— START PASSAGE GIVEN —

CODEWITHSUNDEEP
javaregex
Gibbs
Gibbs

Reputation: 22956

Java - Pattern matching between the same pattern

My sample string:

 a ghgduysgd a fdferfdf a bvfxbgdf a gdfgdfg

I need to find all the contents between a's.

I have (?<=a).* But it matches all the contents after a. But I want to find between a.

First iteration: ghgduysgd

Second iteration: fdferfdf

I want to get data like the above for the manipulation. can you help with regex?

Upvotes: 0

Views: 63

Answers (3)

TheLostMind
TheLostMind

Reputation: 36304

You can try regex like this (and ignore the first value)

String path = "a ghgduysgd a fdferfdf a bvfxbgdf a gdfgdfg";
String[] arr = path.split("(\\s+)?a(\\s+|$)"); // split based on a preceeded and followed by space
for (String s : arr) {
    System.out.println(s);
}

O/P :

// Empty String here. Since your String starts with a
ghgduysgd
fdferfdf
bvfxbgdf
gdfgdfg

Upvotes: 5

Ioanna Katsanou
Ioanna Katsanou

Reputation: 504

You could split the String where there is an "a" and then trim the spaces and save it in an ArrayList. Then if you want to print the whole word you could use Stringbuilder to concatenate the Strings.

— END PASSAGE GIVEN —
— START SUPPLIED RECORDS —

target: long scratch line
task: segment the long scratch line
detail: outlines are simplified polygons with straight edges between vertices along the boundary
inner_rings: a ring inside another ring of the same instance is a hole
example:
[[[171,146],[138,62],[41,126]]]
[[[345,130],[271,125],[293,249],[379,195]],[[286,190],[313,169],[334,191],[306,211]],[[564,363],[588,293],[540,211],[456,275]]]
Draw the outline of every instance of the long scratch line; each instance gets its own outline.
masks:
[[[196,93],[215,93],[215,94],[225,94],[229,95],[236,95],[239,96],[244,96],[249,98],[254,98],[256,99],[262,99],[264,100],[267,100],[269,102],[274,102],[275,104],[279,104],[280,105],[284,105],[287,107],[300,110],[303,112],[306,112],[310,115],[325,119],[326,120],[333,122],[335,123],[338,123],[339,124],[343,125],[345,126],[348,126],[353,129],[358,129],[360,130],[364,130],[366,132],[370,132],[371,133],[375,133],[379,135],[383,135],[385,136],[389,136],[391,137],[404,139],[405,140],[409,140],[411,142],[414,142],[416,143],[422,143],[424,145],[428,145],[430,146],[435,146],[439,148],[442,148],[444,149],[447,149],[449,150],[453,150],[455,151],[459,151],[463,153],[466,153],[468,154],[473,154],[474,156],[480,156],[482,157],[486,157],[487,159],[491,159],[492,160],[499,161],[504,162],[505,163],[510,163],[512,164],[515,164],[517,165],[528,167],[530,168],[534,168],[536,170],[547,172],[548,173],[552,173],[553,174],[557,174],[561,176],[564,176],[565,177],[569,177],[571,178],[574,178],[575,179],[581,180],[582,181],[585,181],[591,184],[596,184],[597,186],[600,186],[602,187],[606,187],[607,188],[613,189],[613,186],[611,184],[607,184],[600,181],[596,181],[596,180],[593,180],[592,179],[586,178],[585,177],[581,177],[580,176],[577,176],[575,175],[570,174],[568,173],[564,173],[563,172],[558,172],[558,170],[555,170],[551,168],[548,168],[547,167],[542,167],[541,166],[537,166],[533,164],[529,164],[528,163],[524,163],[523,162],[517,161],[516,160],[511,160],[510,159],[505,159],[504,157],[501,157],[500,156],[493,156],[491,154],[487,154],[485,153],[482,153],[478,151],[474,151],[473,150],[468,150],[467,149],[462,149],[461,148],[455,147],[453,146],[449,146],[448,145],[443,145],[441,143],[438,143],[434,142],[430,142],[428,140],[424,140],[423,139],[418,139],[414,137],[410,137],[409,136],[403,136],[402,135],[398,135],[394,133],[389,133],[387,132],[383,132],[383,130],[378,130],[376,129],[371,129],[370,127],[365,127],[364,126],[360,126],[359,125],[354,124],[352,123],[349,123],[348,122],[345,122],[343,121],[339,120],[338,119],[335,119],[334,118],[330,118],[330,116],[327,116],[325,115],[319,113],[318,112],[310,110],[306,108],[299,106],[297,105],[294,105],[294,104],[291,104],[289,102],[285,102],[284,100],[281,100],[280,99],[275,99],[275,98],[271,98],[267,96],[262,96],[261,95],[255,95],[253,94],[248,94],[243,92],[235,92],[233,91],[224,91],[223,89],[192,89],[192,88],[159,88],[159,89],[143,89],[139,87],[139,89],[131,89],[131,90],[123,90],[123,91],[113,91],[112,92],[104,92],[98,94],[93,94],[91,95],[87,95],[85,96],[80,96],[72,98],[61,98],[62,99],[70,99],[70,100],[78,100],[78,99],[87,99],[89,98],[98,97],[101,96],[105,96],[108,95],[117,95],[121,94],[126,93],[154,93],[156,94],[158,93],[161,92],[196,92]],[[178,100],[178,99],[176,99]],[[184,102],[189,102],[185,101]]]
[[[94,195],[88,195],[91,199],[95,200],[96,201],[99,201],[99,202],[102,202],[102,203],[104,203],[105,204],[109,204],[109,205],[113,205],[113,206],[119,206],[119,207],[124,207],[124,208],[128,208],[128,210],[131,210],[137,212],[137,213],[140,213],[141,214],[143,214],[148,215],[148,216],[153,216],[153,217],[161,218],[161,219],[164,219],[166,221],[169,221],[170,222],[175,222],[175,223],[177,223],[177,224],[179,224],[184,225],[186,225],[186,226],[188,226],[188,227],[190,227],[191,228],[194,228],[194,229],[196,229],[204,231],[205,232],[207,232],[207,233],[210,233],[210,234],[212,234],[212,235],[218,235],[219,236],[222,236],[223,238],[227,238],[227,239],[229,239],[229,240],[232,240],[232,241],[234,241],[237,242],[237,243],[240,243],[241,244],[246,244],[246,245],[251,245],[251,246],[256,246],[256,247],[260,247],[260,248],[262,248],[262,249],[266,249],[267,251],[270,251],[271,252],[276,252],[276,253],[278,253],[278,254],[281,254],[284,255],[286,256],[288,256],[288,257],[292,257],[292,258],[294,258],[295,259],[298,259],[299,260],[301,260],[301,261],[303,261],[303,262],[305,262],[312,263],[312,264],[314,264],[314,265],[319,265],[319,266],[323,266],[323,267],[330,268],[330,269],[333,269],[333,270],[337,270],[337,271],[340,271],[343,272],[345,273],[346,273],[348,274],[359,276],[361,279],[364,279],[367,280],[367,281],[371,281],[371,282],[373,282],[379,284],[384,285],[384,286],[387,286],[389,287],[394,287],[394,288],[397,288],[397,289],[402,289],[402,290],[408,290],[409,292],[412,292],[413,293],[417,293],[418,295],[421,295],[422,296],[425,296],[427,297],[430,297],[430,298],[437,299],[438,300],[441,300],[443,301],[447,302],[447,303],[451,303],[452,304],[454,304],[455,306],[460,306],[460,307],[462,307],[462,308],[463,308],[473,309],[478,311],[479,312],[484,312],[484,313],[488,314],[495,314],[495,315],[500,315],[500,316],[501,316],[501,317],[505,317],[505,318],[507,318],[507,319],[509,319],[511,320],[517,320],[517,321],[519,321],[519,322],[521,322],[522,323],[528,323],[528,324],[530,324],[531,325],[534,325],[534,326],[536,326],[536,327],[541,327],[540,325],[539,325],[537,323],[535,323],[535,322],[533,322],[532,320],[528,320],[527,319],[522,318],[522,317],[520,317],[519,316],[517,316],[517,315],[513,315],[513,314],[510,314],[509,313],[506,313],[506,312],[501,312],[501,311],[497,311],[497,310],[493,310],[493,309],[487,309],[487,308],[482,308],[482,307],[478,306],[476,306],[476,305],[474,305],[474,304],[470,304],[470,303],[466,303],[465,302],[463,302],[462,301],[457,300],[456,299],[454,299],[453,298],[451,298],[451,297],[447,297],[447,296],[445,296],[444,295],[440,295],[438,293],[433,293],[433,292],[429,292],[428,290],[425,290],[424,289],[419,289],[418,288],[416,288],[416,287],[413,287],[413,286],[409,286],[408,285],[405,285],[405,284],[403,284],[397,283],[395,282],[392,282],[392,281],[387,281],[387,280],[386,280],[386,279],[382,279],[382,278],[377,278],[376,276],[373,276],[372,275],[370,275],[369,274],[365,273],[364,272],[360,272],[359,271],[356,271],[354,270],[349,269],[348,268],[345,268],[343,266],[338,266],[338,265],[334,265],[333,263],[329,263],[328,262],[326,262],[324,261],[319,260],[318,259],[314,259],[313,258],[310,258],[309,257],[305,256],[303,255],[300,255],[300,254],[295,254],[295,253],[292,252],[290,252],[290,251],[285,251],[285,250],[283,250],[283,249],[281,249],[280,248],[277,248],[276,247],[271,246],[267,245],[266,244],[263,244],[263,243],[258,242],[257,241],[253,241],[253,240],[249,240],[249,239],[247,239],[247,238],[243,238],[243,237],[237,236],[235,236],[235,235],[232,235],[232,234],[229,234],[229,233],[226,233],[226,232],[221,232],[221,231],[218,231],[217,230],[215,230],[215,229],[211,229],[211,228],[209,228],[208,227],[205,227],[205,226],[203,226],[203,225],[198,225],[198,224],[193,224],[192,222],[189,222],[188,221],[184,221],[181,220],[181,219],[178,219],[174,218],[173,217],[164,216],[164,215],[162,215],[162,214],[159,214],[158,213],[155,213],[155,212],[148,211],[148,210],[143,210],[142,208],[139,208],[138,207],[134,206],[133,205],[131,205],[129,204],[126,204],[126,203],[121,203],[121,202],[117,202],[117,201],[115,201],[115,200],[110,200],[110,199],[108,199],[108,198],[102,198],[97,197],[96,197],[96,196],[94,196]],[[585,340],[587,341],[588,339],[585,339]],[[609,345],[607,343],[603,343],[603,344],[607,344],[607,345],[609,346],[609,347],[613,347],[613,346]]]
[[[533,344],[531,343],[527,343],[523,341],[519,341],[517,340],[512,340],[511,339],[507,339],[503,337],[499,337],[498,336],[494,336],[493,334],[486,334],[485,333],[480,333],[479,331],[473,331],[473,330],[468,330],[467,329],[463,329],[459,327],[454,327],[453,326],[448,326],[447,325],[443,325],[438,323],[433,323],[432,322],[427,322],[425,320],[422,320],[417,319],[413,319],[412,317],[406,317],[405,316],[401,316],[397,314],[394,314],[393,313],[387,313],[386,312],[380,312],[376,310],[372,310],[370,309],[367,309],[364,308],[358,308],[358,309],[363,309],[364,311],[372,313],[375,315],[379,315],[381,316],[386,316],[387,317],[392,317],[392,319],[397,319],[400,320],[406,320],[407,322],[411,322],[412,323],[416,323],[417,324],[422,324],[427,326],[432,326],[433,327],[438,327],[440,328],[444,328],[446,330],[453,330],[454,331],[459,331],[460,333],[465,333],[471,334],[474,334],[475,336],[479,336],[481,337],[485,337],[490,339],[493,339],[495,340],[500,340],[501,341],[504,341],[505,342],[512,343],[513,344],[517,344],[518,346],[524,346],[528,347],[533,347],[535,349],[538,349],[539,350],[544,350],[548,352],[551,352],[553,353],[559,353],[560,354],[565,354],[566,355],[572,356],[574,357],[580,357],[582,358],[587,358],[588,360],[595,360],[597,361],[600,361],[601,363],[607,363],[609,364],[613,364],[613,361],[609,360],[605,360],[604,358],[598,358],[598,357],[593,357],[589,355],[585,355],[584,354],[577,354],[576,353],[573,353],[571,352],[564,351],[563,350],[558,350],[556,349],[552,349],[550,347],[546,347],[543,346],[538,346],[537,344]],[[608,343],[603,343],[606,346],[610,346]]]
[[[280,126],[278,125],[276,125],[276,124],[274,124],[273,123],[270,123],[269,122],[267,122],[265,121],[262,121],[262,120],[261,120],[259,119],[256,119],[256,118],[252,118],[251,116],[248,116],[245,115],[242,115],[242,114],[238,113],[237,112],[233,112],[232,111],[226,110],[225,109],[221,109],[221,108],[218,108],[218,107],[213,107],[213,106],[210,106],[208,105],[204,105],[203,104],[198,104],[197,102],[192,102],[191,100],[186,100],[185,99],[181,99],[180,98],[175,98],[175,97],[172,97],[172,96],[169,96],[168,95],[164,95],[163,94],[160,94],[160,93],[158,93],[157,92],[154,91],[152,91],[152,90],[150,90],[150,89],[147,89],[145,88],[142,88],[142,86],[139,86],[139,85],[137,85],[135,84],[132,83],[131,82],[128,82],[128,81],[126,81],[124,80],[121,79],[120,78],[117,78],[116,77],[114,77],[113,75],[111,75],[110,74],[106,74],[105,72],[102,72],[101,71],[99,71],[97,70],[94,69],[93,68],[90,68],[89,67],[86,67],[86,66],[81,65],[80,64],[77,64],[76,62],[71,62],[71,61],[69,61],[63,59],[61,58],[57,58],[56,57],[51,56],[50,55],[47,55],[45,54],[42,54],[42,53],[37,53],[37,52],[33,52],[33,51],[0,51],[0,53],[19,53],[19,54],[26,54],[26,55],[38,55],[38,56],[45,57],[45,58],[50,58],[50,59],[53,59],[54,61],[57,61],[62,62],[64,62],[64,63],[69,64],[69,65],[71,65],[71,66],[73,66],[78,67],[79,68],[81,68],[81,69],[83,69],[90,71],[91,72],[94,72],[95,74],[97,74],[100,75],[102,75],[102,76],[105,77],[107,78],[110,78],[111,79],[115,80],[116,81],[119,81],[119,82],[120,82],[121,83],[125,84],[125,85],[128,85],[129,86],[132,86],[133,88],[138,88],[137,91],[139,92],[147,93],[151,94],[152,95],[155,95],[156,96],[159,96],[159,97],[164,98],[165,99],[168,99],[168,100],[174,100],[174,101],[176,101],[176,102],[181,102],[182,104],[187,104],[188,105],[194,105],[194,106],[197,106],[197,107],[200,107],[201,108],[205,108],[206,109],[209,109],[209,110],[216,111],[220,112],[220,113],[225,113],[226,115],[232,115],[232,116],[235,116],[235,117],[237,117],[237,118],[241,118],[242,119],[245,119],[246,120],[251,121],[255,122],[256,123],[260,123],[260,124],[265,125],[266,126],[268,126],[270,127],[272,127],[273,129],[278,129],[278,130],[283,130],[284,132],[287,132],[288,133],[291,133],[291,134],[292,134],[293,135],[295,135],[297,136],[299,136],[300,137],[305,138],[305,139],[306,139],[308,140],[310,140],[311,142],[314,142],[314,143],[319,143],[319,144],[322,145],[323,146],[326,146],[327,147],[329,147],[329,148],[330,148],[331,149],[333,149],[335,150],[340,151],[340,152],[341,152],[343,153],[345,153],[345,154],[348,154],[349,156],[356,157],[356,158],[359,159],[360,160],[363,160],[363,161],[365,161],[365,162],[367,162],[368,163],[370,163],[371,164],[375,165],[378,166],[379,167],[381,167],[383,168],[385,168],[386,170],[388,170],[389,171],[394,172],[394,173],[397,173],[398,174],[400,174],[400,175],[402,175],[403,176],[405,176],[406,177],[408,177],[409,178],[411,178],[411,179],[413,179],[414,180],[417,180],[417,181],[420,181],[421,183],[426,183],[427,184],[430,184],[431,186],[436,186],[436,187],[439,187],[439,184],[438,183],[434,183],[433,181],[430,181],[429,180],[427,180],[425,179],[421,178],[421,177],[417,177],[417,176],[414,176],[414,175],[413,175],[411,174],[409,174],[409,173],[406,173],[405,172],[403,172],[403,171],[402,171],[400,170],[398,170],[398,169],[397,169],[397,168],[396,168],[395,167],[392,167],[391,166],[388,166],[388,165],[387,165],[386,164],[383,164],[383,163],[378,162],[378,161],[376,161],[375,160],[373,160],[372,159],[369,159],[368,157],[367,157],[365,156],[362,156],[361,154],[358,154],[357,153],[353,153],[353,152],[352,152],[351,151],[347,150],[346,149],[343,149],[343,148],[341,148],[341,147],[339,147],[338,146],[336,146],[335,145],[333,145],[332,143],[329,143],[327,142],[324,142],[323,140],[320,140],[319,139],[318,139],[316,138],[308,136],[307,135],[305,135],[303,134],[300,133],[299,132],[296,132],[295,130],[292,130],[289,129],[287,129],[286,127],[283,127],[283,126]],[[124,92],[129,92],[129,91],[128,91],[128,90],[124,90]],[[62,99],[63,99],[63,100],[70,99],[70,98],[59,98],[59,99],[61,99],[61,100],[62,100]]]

— END SUPPLIED RECORDS —

#### TASK INSTRUCTIONS
(a) Do these statements agree with the Java regex thread? Answer yes or no for each, and quote the deciding words from the thread.
(i) The sample string begins with the letter a.
(ii) The asker's pattern (?<=a).* matched only the text between one a and the next.
(iii) The answer that splits the string with a regex received three upvotes.
(b) Reproduce the rows verbatim, from the first line of the rows up to and including the line with "[[[171,146],[138,62],[41,126]]]".

#### TASK-BY-TASK SOLUTIONS
(a)
(i) Yes: "Since your String starts with a"
(ii) No: "But it matches all the contents after a."
(iii) No: "Upvotes: 5"

(b)
target: long scratch line
task: segment the long scratch line
detail: outlines are simplified polygons with straight edges between vertices along the boundary
inner_rings: a ring inside another ring of the same instance is a hole
example:
[[[171,146],[138,62],[41,126]]]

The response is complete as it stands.